__What to work on__: Please convert every line of the items below into a JSON list of strings, with one string per line and any blank lines left out.

__Extracted material__:
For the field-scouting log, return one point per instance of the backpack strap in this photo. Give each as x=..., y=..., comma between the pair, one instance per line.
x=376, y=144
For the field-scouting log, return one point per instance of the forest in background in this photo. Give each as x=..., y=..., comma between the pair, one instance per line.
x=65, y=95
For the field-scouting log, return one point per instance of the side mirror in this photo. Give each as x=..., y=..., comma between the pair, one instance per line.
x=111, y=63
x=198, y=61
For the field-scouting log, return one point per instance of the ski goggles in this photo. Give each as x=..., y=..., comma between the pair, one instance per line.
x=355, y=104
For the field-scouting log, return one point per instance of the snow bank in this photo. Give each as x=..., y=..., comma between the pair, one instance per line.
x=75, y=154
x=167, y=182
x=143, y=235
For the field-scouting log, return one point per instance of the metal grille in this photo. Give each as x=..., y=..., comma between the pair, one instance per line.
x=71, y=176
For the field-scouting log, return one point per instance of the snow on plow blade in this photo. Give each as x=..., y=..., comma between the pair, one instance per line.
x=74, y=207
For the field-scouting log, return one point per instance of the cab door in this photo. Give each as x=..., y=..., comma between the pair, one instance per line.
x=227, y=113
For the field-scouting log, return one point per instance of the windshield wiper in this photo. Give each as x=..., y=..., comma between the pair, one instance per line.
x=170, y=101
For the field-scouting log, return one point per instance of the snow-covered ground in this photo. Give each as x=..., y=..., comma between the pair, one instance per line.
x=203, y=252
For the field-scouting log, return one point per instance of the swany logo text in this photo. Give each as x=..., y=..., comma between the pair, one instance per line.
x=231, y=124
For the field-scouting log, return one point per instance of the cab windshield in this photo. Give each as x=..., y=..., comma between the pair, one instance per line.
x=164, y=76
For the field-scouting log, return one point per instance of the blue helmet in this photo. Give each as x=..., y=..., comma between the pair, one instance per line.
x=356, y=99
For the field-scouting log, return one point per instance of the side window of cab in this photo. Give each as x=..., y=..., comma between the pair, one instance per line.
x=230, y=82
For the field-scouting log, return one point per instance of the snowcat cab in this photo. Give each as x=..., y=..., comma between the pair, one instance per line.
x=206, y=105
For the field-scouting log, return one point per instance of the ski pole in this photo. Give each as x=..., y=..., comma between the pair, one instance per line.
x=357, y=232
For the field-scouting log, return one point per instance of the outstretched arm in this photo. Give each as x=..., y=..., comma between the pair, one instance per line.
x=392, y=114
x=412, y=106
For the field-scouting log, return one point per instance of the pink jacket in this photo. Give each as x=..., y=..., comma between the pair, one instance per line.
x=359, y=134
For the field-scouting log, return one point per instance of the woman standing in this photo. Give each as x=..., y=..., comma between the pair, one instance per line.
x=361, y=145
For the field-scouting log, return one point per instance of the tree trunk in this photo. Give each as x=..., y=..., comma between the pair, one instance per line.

__Exercise response__:
[
  "For the field-scouting log, return one point per instance of the backpack strap in this photo. Give each as x=..., y=..., comma between the pair, one instance per line.",
  "x=376, y=144",
  "For the field-scouting log, return one point per instance of the forest in background in this photo. Give each as x=..., y=..., comma between the pair, one instance per line.",
  "x=65, y=95",
  "For the field-scouting log, return one point per instance of the side mirror in this photo. Give each as x=..., y=..., comma between the pair, one instance per line.",
  "x=111, y=63",
  "x=198, y=61",
  "For the field-scouting log, return one point per instance of the ski goggles in this photo. Give each as x=..., y=..., comma between the pair, one instance per line.",
  "x=355, y=104",
  "For the field-scouting log, return one point per instance of the snow bank in this photo. Give each as x=..., y=..., comma between the pair, one instance per line.",
  "x=75, y=154",
  "x=167, y=182",
  "x=143, y=235",
  "For the field-scouting log, return one point per instance of the metal grille in this photo. Give each as x=..., y=..., comma between the pair, one instance per line.",
  "x=71, y=176",
  "For the field-scouting log, return one point per instance of the snow on plow blade in this photo. Give each as x=..., y=..., comma between the pair, one instance per line.",
  "x=74, y=207",
  "For the field-scouting log, return one point per instance of the cab door in this photo. Give each as x=..., y=..., comma between the pair, one instance per line.",
  "x=227, y=113",
  "For the field-scouting log, return one point per instance of the windshield wiper in this photo. Give each as x=..., y=..., comma between the pair, one instance per line.",
  "x=170, y=101",
  "For the field-scouting log, return one point per instance of the snow-covered ground in this photo. Give each as x=..., y=..., comma between the pair, one instance per line.",
  "x=203, y=252",
  "For the field-scouting log, return one point per instance of the swany logo text in this photo. Give each as x=..., y=..., comma between the pair, one instance per line.",
  "x=231, y=124",
  "For the field-scouting log, return one point per instance of the cab windshield in this photo. Give each as x=..., y=..., comma between the pair, one instance per line.",
  "x=164, y=76",
  "For the field-scouting log, return one point per instance of the blue helmet in this photo. Give each as x=..., y=..., comma between the pair, one instance per line.",
  "x=356, y=99",
  "For the field-scouting log, return one point per instance of the side window of cab in this photo. Give each as x=..., y=..., comma between the pair, one instance per line.",
  "x=230, y=82",
  "For the field-scouting log, return one point per instance of the snowcat cab in this photo. Give each as x=..., y=..., comma between the pair, one instance per line.",
  "x=206, y=105",
  "For the field-scouting log, return one point per instance of the ski pole in this photo. Give each as x=..., y=..., comma between the pair, one instance per line.",
  "x=357, y=232",
  "For the field-scouting log, return one point per instance of the outstretched arm in this photo. Give each as x=..., y=..., comma between the pair, one instance per line.",
  "x=392, y=114",
  "x=412, y=106",
  "For the field-scouting log, return one point per instance of the pink jacket in this photo. Give each as x=..., y=..., comma between the pair, one instance per line.",
  "x=359, y=134",
  "For the field-scouting log, return one point per instance of the woman standing in this photo. Give each as x=..., y=..., comma between the pair, one instance per line.",
  "x=361, y=145",
  "For the field-scouting log, return one point per instance of the tree trunk in this photo. Give each as x=..., y=..., comma between the pair, one instance per line."
]